# [Requirement]
When the line containing "positive clicks: (450, 522)" appears in the data below, begin copying there and stop only after the line containing "positive clicks: (557, 393) (263, 566)".

# [Source data]
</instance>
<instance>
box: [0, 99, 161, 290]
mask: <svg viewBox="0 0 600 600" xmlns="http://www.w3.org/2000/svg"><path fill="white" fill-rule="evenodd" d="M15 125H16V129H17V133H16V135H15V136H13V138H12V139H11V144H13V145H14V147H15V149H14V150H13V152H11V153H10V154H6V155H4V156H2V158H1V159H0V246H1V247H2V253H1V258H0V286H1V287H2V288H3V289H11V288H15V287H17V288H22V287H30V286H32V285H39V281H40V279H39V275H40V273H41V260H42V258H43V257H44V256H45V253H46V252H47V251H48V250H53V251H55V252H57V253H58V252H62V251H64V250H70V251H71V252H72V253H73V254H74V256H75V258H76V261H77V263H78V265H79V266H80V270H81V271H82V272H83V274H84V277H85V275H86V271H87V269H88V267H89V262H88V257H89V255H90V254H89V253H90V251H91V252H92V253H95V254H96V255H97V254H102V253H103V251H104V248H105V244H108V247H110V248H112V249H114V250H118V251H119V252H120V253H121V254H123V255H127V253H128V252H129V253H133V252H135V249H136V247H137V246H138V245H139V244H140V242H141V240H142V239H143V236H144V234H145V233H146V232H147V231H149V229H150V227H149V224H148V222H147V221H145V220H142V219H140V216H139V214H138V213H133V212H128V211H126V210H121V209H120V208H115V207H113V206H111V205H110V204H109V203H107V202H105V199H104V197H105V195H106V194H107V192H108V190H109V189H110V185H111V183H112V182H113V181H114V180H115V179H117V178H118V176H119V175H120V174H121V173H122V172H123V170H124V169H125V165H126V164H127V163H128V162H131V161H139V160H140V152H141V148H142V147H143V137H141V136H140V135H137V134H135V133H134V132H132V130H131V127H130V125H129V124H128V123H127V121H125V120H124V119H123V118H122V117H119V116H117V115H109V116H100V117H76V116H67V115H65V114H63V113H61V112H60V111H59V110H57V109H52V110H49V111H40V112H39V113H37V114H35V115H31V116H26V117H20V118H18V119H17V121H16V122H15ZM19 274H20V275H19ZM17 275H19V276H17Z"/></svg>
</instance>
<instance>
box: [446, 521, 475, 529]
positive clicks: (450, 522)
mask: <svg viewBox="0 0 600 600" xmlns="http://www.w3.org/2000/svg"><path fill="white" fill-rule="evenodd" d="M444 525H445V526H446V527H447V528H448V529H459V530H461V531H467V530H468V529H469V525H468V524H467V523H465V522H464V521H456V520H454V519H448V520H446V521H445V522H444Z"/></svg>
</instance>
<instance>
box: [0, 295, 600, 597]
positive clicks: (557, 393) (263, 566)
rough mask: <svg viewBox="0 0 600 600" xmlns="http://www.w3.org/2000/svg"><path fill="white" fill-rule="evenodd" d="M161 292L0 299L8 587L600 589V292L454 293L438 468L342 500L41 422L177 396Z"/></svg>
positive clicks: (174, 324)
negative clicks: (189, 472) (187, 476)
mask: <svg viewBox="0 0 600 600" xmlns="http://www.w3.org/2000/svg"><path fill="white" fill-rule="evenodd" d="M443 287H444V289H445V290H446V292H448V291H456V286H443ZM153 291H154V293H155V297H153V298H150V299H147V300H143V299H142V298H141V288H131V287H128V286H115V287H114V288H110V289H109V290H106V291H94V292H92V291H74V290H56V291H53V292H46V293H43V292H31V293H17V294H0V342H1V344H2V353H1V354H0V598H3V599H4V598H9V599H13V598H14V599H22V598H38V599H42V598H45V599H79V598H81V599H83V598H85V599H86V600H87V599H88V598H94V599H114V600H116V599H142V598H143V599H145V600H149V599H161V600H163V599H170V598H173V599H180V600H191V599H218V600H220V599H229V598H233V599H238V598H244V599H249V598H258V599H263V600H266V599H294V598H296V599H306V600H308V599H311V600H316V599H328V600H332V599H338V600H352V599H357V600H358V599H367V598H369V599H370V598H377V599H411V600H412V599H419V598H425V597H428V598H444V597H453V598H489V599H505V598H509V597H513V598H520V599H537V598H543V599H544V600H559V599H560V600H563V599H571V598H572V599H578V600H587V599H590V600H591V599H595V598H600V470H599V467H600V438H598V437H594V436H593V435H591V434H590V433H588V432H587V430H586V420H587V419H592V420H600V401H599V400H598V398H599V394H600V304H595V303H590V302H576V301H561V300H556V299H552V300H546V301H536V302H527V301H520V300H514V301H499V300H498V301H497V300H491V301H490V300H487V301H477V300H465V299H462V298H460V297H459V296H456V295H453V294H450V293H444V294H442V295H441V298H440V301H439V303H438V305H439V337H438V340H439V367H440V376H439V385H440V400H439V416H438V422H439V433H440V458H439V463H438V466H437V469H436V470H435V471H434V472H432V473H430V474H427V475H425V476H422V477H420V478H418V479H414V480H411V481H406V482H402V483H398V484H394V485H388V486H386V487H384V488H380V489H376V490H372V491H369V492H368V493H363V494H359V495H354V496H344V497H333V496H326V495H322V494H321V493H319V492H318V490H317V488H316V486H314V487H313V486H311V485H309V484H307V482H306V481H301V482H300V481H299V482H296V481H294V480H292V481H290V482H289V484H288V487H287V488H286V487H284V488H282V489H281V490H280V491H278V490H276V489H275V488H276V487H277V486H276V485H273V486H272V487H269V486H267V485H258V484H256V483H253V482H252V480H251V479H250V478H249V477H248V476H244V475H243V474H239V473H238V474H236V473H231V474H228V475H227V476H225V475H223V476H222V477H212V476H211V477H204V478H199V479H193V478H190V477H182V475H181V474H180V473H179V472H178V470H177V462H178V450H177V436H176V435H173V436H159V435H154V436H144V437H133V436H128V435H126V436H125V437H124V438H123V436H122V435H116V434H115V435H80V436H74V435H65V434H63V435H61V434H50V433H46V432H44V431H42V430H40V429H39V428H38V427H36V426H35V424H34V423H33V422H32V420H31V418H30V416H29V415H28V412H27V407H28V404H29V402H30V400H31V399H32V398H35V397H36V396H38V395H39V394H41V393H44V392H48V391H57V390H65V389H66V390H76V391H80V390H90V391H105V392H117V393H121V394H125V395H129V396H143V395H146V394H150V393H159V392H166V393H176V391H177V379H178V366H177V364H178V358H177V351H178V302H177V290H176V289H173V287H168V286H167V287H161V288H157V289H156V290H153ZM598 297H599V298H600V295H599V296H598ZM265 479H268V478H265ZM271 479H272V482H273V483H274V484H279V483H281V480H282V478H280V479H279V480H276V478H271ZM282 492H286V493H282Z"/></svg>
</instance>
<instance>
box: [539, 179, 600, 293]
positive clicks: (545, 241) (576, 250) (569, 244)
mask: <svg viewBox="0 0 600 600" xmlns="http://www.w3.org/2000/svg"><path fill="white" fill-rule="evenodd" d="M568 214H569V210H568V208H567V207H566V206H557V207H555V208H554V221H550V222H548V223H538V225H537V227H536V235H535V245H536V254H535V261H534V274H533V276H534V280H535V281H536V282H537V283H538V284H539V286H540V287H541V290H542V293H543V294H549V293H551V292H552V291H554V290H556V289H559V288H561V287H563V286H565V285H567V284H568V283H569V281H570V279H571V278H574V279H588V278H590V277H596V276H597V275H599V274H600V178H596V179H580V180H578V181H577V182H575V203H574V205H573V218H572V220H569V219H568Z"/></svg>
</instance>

# [Result]
positive clicks: (450, 522)
mask: <svg viewBox="0 0 600 600" xmlns="http://www.w3.org/2000/svg"><path fill="white" fill-rule="evenodd" d="M444 525H445V526H446V527H447V528H448V529H459V530H461V531H467V530H468V529H469V525H468V524H467V523H465V522H464V521H456V520H454V519H448V520H446V521H445V522H444Z"/></svg>
</instance>
<instance>
box: [0, 295, 600, 597]
positive clicks: (557, 393) (263, 566)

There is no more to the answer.